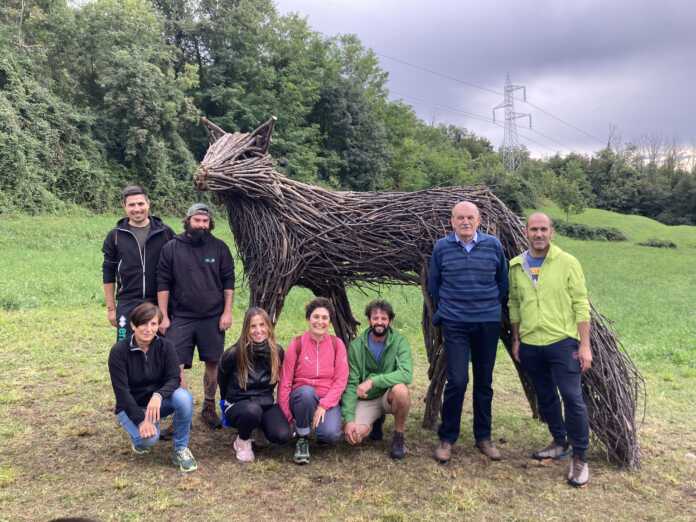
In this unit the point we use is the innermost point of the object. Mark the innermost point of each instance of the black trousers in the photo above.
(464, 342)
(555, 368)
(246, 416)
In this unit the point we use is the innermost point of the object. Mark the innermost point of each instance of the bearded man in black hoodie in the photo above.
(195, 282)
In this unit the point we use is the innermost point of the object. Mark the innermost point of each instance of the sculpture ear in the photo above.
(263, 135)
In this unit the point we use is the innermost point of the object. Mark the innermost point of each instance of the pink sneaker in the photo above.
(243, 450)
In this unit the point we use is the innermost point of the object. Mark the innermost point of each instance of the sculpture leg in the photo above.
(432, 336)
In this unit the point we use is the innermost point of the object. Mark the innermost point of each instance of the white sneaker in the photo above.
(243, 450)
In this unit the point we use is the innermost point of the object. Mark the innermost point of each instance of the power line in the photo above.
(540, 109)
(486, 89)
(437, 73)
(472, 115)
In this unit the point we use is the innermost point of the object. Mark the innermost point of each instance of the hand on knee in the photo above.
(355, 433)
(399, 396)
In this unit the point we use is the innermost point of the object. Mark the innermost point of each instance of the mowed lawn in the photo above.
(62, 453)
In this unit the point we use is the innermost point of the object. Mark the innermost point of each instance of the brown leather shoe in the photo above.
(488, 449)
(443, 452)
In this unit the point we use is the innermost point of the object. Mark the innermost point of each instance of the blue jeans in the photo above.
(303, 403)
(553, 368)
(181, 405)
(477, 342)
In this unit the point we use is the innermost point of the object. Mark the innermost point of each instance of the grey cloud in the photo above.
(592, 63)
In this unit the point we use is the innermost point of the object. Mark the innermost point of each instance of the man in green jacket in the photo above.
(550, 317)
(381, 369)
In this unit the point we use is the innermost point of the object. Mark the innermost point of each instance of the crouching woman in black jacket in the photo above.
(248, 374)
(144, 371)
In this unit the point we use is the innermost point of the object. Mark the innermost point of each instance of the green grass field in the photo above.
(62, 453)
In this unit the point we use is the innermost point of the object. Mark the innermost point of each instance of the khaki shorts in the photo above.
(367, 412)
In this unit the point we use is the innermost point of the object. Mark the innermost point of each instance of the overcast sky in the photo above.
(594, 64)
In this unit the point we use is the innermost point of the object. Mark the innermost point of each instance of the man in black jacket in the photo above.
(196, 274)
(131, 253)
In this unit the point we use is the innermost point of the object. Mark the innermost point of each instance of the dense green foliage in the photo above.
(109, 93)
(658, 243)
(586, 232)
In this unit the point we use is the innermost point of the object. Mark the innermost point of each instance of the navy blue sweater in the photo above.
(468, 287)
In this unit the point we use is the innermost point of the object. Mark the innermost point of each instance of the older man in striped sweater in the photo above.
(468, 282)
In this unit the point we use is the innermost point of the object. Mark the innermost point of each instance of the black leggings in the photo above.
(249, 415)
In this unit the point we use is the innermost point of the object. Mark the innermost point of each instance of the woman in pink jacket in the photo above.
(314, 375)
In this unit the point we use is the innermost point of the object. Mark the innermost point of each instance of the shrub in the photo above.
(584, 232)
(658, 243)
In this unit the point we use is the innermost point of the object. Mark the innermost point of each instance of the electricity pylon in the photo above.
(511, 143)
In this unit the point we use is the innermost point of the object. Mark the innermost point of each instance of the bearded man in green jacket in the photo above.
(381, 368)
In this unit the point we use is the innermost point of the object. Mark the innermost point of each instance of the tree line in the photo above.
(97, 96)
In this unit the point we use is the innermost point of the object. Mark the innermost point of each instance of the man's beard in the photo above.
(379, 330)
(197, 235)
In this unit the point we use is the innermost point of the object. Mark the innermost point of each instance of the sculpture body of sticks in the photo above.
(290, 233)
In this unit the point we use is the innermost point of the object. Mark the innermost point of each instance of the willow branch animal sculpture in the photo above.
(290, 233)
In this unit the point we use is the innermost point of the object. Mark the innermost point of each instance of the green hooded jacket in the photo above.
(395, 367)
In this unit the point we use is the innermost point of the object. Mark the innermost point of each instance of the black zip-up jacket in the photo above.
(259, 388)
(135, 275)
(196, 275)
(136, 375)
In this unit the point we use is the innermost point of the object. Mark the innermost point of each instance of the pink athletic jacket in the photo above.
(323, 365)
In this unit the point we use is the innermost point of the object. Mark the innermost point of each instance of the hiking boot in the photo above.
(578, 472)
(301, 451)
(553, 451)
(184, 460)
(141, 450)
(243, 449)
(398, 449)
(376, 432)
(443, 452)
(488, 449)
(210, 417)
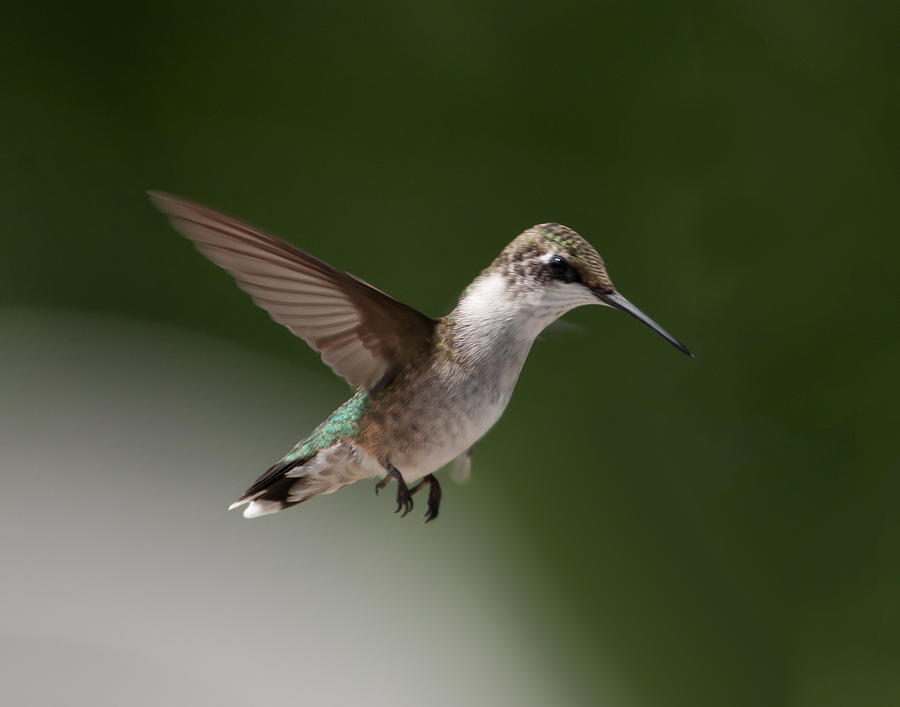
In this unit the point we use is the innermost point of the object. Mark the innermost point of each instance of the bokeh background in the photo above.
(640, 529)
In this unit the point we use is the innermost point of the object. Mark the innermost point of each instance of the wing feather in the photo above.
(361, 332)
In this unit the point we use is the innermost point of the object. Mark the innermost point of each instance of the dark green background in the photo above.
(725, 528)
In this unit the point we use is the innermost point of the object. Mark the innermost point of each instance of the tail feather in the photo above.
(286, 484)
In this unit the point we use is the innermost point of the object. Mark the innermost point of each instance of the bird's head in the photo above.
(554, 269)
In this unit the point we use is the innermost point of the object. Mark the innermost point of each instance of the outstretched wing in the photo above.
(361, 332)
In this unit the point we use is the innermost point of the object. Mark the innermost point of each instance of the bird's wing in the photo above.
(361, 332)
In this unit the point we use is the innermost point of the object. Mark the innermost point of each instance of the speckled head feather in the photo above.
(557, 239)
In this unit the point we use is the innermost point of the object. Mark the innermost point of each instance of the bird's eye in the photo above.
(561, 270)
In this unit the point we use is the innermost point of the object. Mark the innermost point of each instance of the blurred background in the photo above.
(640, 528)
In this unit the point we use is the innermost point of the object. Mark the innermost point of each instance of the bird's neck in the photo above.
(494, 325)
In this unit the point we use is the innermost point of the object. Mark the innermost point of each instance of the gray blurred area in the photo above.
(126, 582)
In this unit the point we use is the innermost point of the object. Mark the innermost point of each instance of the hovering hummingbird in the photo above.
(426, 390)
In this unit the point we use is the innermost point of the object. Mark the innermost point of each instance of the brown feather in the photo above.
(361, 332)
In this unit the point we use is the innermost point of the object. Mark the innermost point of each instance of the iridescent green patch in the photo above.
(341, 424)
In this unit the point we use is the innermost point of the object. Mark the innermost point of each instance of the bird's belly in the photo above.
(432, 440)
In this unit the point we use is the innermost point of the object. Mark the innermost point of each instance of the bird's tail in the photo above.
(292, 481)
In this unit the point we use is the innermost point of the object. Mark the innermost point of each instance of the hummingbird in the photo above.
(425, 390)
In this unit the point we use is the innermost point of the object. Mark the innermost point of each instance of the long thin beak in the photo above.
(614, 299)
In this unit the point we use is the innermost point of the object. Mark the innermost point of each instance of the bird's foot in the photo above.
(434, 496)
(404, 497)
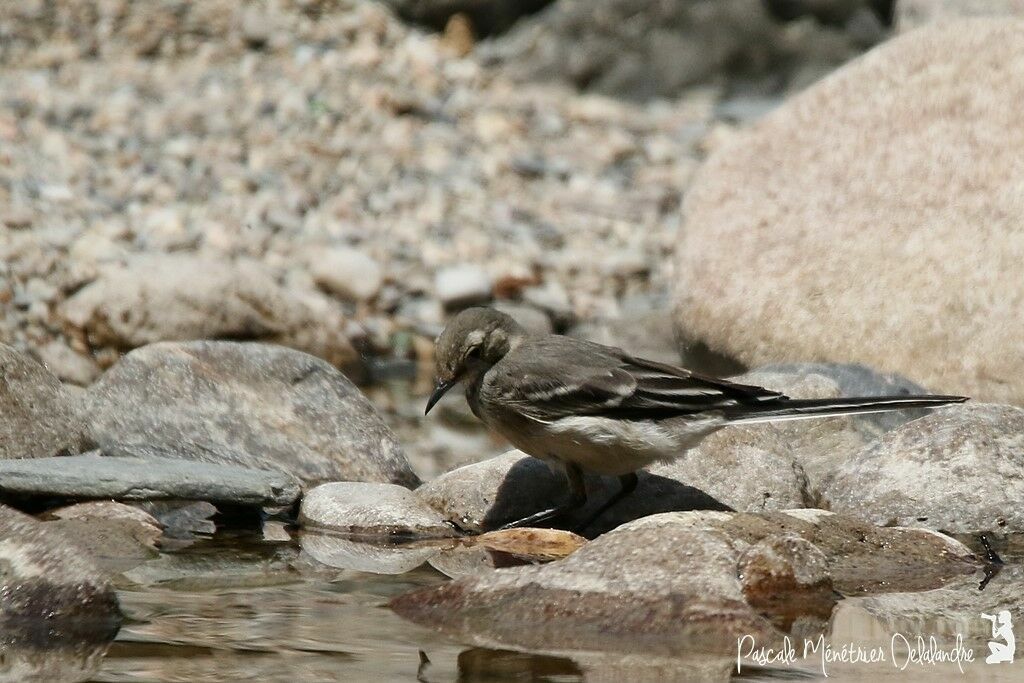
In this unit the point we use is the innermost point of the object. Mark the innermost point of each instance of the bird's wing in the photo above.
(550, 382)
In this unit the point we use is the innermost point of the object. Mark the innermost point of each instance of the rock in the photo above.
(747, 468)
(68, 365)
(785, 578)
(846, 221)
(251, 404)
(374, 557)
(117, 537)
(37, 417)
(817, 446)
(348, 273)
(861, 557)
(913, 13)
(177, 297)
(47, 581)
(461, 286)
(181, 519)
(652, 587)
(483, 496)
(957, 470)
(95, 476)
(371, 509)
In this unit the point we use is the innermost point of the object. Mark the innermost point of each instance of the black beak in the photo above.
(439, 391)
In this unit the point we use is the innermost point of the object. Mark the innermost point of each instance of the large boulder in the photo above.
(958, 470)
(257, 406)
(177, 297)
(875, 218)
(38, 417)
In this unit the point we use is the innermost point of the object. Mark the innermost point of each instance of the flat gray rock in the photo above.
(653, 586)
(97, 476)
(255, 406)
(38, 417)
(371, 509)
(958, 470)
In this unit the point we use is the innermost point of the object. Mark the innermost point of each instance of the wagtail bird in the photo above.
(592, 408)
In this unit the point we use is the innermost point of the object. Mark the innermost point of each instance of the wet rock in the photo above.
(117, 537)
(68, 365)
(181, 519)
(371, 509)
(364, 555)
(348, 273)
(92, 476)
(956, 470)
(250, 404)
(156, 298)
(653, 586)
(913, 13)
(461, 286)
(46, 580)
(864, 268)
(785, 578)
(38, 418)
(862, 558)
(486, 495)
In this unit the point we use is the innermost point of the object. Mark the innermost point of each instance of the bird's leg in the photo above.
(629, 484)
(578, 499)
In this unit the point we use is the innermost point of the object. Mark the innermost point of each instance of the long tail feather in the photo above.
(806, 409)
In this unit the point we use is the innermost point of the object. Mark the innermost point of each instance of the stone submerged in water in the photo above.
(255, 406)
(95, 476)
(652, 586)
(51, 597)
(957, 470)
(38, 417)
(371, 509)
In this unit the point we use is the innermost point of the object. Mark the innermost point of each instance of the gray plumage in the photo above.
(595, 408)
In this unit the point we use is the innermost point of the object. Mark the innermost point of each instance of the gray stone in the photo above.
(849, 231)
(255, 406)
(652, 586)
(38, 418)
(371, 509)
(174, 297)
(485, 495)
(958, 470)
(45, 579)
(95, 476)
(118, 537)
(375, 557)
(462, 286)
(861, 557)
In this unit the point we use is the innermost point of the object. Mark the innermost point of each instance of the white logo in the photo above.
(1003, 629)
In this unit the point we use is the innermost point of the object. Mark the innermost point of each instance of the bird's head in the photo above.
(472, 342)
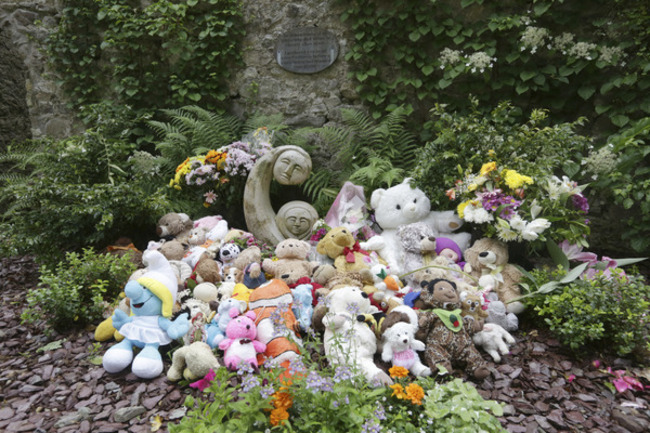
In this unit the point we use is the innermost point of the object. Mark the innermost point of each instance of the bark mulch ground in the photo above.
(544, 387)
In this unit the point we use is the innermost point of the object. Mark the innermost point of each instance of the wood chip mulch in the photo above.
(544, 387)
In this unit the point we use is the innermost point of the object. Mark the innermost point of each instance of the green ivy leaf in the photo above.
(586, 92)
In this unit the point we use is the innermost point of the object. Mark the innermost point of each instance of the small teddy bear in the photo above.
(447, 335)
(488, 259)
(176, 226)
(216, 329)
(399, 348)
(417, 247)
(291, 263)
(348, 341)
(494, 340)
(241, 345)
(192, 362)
★ ★ ★ ★ ★
No pictures go in the copy. Retype exactly the lines from the one with "plumage in the photo above." through the last line of the entries above, both included, and nothing more.

- Task output
In this unit the point we use is the innermost point of the object. Mark the innermost point of each instance of the gray plumage in the photo above.
(595, 408)
In this unit the point we use is the innermost point of the object. Mark the innermost point of each instance of the gray stone in the photo above.
(849, 231)
(255, 406)
(652, 586)
(38, 418)
(371, 509)
(174, 297)
(485, 495)
(958, 470)
(45, 579)
(95, 476)
(118, 537)
(375, 557)
(462, 286)
(861, 557)
In this unit the point we use is the innermost point of the object. Mark the innermost point of each instance of the white logo in the photo above.
(1003, 629)
In this unit the point we use is the innermost point of the object. Mark the innermost point of each instance of the bird's head in the photo above.
(472, 342)
In this unit the point we use is the innermost point of the object. Mark the innermost point of each instance of the bark mulch ground in the photo above.
(544, 387)
In this unit the point we use is the innermost point of the object. Mark the innermost point of each instance of the wood chip mulch in the photo above.
(544, 387)
In this unit the point we use is the innermost point of the object. Mark the innermost point of each instance of the green ivy leaf in the photo above.
(586, 92)
In this unit the point we use is the innermost point of the object. Mark the innermost point of each instance of the small teddy bear in the photo above.
(447, 335)
(488, 259)
(176, 226)
(216, 329)
(399, 348)
(417, 247)
(291, 263)
(348, 341)
(494, 340)
(241, 345)
(192, 362)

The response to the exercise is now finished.